The GMC has been given a new power allowing it to challenge decisions made by the independent panel that presides over doctors’ fitness-to-practise (FTP) cases, which will increase the risk of GPs facing two trials for the same complaint.
Landmark changes to the Medical Act mean the GMC will now be able to appeal FTP decisions to the High Court of Justice in England and the devolved nations.
The Medical Practitioners Tribunal Service (MPTS), the body which makes the independent FTP decisions, has also been placed on a statuary footing following the changes made to the law.
But the GPC has said that the GMC’s new powers ‘puts GPs at risk of double jeopardy.’
GPC deputy chair Dr Richard Vautrey, said: ‘When GPs feel increasingly under pressure from an increasingly oppressive performance management and regulatory structure and rising complaints culture, this move by the GMC to put doctors at risk of double jeopardy will just further undermine their morale.’
However, Niall Dickson, chief executive of the GMC added that the new law ‘strengthens the GMC’s role as a patient safety organisation.’
Mr Dickson said: ’The new right of appeal and the establishment of the Medical Practitioners Tribunal Service as a statutory body are huge strides in UK professional regulation.
’This will help us to make sure doctors receive the support they require and patients receive high quality care. The new law underlines the separation of our investigations from the tribunal service and thereby strengthen our role as a patient safety organisation.’
It comes after Pulse reported that only one anonymous GMC complaint has led to a sanction imposed on a doctor in the past two years.

Collected data entries:
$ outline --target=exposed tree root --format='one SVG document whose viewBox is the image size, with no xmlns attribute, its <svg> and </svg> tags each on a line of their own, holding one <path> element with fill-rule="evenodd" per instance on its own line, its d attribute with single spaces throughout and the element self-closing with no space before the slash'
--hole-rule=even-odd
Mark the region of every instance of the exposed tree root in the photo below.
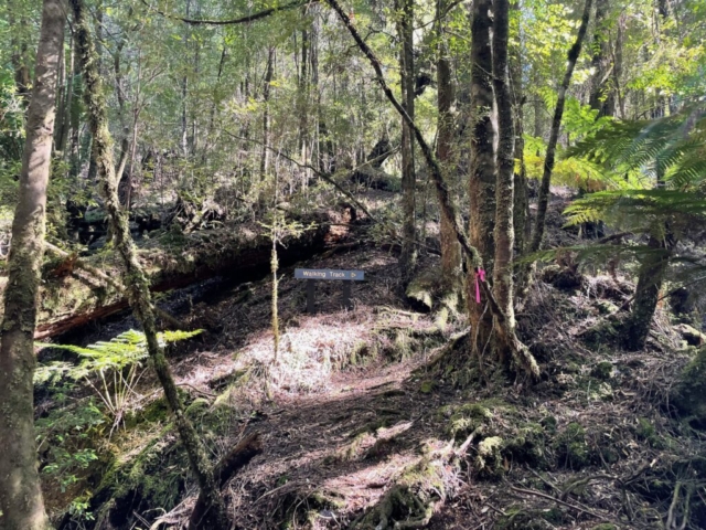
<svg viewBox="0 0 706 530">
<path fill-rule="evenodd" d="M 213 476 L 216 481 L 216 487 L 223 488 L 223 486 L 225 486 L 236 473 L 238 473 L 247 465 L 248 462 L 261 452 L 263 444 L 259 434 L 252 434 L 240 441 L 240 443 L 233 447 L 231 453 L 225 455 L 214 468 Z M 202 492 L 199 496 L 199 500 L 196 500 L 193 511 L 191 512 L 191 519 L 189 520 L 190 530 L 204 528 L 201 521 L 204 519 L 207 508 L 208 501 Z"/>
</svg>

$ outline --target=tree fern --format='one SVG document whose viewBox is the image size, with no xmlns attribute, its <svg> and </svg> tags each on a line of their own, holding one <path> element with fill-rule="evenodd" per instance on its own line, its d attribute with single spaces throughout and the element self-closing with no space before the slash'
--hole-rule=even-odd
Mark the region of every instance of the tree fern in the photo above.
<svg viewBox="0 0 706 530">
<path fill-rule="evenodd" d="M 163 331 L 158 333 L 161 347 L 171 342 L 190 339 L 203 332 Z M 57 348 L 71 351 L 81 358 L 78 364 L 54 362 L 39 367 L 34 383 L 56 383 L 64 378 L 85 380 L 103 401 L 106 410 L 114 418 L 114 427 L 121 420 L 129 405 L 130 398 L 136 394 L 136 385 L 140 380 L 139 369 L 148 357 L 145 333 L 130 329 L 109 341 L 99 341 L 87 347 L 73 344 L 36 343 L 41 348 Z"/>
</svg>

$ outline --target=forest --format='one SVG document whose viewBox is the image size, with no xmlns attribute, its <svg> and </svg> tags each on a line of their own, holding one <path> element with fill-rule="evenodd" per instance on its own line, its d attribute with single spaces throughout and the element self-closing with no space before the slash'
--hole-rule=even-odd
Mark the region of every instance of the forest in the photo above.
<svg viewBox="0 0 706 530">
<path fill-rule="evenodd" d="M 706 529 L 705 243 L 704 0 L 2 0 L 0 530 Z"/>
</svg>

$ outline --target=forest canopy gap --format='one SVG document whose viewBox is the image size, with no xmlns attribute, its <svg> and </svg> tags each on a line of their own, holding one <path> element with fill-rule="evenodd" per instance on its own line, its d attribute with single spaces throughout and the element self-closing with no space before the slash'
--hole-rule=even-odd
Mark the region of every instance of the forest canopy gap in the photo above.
* * *
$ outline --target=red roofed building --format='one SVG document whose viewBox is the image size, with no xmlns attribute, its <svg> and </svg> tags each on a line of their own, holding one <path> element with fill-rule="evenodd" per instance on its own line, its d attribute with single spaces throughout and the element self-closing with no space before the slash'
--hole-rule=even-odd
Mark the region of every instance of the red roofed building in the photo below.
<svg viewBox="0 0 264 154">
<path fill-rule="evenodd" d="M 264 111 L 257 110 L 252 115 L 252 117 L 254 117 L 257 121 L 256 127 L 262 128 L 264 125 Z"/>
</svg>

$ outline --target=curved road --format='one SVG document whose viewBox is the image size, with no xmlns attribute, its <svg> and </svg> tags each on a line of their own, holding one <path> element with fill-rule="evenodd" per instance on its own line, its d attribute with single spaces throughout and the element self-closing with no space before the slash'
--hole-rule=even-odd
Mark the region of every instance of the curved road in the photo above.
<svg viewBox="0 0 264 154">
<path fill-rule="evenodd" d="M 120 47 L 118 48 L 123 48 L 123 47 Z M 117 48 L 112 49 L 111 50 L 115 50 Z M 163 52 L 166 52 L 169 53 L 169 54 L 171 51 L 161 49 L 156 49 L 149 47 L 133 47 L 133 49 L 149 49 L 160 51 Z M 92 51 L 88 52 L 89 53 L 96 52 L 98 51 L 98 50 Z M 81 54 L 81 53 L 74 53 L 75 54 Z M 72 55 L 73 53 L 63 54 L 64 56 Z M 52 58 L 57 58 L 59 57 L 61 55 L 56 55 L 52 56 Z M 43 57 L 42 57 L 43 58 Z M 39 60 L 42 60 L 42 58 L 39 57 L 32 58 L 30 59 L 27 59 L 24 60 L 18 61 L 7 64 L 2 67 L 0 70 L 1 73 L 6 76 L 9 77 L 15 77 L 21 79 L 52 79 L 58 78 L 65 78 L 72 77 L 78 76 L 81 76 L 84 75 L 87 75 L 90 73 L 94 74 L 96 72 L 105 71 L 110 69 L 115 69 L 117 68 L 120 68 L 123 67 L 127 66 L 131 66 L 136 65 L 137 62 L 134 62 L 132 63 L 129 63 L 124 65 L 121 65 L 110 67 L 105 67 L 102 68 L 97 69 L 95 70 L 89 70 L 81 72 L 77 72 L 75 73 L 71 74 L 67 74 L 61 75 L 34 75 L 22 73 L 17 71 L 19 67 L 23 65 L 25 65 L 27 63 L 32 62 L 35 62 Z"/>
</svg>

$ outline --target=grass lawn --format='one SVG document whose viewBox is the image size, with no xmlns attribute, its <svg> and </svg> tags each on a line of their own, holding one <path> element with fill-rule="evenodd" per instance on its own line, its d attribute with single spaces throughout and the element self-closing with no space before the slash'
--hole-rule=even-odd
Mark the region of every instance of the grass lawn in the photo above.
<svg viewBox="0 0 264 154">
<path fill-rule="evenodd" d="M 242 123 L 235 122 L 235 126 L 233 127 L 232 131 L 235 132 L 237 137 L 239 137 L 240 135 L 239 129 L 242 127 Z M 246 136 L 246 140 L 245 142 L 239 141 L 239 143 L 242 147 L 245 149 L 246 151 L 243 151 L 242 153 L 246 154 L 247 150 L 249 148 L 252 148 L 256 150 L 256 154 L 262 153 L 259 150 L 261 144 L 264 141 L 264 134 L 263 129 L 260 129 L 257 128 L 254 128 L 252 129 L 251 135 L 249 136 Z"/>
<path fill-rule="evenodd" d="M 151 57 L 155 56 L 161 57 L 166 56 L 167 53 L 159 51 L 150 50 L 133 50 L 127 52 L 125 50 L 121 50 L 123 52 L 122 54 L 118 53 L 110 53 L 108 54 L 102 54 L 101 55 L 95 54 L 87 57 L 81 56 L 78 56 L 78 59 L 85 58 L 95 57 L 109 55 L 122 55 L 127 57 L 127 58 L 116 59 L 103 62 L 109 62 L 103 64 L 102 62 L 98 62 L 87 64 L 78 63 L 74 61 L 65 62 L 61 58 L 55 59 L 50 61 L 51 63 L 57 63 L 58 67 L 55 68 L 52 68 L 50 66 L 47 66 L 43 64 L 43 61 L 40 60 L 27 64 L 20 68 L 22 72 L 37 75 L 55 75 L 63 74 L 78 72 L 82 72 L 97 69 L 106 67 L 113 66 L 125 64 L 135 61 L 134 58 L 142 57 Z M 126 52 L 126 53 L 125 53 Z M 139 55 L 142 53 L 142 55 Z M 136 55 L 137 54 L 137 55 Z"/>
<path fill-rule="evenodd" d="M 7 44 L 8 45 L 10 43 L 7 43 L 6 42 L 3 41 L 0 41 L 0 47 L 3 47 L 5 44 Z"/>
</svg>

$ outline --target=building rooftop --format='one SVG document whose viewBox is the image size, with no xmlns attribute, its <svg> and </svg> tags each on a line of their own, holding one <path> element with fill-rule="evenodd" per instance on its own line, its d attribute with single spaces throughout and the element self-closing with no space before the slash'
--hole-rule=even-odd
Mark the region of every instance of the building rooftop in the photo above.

◆ EXERCISE DETAILS ◆
Please rewrite the paragraph of the GMC appeals article above that begins "The GMC has been given a new power" as one shorter sentence that keeps its main facts.

◆ WRITTEN ANSWER ◆
A new power lets the GMC challenge decisions by the independent panel that oversees doctors' fitness-to-practise cases, increasing the risk that GPs face two trials for the same complaint.